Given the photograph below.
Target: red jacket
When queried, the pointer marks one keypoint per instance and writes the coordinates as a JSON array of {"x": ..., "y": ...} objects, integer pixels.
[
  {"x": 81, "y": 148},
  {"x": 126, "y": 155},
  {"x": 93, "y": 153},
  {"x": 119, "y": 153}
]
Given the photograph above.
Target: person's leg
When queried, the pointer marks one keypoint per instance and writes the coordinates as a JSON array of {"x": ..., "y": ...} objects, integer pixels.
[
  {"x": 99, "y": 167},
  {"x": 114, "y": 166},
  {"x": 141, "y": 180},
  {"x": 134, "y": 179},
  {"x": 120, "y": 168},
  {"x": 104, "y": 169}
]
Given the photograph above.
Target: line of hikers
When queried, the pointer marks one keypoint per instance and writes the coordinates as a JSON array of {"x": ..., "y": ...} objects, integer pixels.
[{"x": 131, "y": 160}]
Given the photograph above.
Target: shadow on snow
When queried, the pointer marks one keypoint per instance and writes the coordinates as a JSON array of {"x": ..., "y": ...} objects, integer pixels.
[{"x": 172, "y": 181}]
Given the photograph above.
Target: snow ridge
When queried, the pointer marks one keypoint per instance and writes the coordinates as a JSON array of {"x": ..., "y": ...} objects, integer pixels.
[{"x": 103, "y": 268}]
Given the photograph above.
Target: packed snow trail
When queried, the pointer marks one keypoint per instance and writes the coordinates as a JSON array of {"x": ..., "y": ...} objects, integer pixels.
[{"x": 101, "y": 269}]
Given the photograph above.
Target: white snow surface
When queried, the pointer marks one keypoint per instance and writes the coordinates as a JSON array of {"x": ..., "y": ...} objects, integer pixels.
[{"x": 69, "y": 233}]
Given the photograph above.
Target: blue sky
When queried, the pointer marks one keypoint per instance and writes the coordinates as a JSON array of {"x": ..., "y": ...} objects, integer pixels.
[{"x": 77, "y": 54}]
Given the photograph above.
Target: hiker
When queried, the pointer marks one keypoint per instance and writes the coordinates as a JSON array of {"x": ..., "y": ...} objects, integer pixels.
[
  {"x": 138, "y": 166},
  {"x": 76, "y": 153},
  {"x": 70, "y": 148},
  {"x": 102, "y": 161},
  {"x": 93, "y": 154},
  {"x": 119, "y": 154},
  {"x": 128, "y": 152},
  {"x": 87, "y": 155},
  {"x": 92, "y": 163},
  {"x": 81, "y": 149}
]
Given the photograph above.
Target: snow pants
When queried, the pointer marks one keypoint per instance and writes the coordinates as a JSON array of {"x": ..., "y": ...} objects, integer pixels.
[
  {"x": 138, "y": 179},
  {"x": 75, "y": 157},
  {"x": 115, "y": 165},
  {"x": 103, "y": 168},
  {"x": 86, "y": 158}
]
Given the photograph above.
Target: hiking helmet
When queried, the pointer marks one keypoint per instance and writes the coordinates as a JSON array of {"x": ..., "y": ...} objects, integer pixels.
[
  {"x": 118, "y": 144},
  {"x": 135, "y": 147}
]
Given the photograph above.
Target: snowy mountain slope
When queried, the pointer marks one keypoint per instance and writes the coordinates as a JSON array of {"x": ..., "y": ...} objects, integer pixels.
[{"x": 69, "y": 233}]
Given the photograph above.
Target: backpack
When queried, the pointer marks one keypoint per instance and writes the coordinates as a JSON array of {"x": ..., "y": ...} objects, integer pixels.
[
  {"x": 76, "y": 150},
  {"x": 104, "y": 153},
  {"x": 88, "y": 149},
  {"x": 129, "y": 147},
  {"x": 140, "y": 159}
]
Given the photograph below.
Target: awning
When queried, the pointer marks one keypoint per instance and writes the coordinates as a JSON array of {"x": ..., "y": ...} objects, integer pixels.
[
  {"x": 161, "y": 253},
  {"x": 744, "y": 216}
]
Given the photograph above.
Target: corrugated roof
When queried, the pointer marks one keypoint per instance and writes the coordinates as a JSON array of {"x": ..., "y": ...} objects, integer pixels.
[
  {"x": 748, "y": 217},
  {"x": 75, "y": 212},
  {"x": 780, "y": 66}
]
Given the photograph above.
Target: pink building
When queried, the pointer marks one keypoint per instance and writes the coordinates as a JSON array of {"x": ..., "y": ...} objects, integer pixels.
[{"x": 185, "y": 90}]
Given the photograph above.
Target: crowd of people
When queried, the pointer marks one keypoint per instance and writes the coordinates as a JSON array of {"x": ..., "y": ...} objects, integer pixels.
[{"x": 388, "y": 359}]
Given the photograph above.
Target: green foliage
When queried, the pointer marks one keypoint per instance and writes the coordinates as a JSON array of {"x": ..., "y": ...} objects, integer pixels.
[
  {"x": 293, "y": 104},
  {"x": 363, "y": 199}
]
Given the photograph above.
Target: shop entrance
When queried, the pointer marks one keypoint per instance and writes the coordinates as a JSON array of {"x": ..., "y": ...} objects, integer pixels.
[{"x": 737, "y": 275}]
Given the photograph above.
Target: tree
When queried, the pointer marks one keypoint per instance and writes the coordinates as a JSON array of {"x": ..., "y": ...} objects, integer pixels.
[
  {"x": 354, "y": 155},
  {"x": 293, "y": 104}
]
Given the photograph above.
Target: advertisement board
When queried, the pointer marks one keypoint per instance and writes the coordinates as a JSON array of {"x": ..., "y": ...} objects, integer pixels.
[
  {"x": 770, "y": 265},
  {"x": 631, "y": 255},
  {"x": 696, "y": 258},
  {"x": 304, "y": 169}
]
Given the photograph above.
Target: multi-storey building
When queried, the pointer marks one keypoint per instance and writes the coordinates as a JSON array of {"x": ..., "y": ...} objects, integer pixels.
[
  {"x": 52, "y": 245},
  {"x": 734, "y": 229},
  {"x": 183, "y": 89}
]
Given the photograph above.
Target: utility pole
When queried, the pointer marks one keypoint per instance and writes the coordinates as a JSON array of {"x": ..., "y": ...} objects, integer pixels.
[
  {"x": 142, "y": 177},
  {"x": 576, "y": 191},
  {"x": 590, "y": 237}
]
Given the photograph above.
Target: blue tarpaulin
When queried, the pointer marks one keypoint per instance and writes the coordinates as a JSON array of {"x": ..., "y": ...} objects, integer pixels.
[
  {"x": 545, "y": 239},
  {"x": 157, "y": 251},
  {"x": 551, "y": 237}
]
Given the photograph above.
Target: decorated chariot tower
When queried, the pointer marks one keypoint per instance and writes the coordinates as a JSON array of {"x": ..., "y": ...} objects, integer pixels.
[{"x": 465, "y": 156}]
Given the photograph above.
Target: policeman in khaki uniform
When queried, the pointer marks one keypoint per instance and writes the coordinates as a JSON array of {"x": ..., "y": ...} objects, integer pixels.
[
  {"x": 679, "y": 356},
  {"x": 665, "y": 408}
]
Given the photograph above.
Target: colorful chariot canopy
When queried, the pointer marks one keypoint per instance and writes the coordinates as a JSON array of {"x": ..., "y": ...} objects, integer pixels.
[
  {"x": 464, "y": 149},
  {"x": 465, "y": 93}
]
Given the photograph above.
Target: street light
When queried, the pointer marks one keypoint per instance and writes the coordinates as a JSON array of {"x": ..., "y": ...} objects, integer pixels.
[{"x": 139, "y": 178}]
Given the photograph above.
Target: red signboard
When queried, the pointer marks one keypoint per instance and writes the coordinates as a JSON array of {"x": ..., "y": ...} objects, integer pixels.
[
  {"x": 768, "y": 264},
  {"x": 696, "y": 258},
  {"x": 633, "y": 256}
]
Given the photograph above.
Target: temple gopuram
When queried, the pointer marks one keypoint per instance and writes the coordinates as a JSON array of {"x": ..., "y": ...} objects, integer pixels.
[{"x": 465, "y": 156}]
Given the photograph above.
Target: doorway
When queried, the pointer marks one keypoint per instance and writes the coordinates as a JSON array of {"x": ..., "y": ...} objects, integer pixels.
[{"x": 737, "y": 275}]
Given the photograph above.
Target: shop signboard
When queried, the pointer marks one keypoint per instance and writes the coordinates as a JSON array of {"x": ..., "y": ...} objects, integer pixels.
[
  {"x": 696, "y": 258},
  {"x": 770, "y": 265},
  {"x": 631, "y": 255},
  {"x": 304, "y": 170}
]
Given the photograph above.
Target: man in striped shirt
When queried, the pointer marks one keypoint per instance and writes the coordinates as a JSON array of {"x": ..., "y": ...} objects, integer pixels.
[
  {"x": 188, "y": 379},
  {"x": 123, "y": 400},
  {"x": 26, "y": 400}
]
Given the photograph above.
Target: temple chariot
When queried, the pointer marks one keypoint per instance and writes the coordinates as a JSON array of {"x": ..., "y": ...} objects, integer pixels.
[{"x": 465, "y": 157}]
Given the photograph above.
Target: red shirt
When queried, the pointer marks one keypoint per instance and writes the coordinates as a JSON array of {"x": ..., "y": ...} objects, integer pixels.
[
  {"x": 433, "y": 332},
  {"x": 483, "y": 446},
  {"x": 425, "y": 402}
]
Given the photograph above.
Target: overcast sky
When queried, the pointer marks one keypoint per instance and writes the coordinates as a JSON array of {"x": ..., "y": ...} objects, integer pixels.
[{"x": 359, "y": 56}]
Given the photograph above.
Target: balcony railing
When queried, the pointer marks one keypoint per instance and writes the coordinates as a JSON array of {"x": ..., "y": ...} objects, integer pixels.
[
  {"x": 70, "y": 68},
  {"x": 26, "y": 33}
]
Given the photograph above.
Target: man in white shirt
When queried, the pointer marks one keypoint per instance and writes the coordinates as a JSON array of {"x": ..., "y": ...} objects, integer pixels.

::::::

## AIM
Pick out every line of the material above that contains the word "shirt", and copy each of those lines in full. Case counts.

## RESPONSE TO THIS TASK
Target: man in striped shirt
Target: red shirt
Target: man in white shirt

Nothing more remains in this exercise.